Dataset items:
......
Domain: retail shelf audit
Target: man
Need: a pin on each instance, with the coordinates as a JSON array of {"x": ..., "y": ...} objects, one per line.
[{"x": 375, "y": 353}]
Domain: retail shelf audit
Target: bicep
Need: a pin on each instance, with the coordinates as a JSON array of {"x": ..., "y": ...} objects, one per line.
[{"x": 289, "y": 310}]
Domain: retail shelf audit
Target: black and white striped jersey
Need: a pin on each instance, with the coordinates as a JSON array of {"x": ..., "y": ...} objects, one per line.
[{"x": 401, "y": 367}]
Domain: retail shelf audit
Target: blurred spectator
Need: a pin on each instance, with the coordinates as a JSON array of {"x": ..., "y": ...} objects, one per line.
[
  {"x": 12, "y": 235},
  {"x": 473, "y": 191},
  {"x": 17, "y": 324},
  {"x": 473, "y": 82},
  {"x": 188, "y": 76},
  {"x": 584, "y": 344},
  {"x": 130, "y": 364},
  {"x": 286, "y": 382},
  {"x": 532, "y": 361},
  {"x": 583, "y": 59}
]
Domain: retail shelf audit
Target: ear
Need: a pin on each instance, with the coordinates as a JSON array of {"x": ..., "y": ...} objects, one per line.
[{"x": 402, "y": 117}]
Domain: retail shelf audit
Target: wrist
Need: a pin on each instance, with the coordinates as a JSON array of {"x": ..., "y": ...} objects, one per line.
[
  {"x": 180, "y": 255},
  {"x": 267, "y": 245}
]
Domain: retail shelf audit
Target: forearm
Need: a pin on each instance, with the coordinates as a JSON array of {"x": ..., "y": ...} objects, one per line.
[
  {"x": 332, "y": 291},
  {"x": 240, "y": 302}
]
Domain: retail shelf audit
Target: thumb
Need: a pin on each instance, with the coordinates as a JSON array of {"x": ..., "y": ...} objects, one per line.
......
■ PROBLEM ■
Exactly reproduce every line of the records.

■ EXERCISE RESULT ■
Domain: retail shelf audit
Target: man
Need: a pin on each instance, with the coordinates as a JSON array of {"x": ..., "y": ...} objects, one per line.
[{"x": 375, "y": 353}]
Domain: retail shelf audit
Target: bicep
Need: a pin on each instance, with the coordinates as a JSON array of {"x": ..., "y": ...} objects, one per line.
[{"x": 289, "y": 310}]
Domain: retail shelf audit
Target: black and white striped jersey
Need: a pin on each instance, with the coordinates as a JSON array of {"x": ..., "y": ...} objects, one per line.
[{"x": 401, "y": 367}]
Domain: retail shelf audit
Target: blurred spectator
Need: a pin on each instance, with the coordinates as a JSON array of {"x": ..., "y": ...} objects, one per line.
[
  {"x": 12, "y": 235},
  {"x": 473, "y": 191},
  {"x": 17, "y": 324},
  {"x": 473, "y": 82},
  {"x": 188, "y": 76},
  {"x": 584, "y": 344},
  {"x": 130, "y": 364},
  {"x": 286, "y": 382},
  {"x": 532, "y": 361},
  {"x": 583, "y": 59}
]
Domain: retail shelf audit
Target: ear
Need: a pin on each instance, with the coordinates as a JSON array of {"x": ..., "y": ...} objects, one per line.
[{"x": 402, "y": 117}]
Domain: retail shelf audit
Target: wrist
Need: a pin on each instance, with the coordinates as a JSON array of {"x": ..., "y": ...} objects, one per line.
[
  {"x": 180, "y": 255},
  {"x": 267, "y": 245}
]
Domain: retail shelf audit
Target: forearm
Need: a pin on each instance, with the coordinates as a JSON array of {"x": ..., "y": ...} objects, one per line.
[
  {"x": 332, "y": 291},
  {"x": 240, "y": 302}
]
Domain: retail shelf audit
Target: thumb
Need: a pin on each instance, with the coordinates as a JSON array of {"x": ..., "y": ...} objects, one per line.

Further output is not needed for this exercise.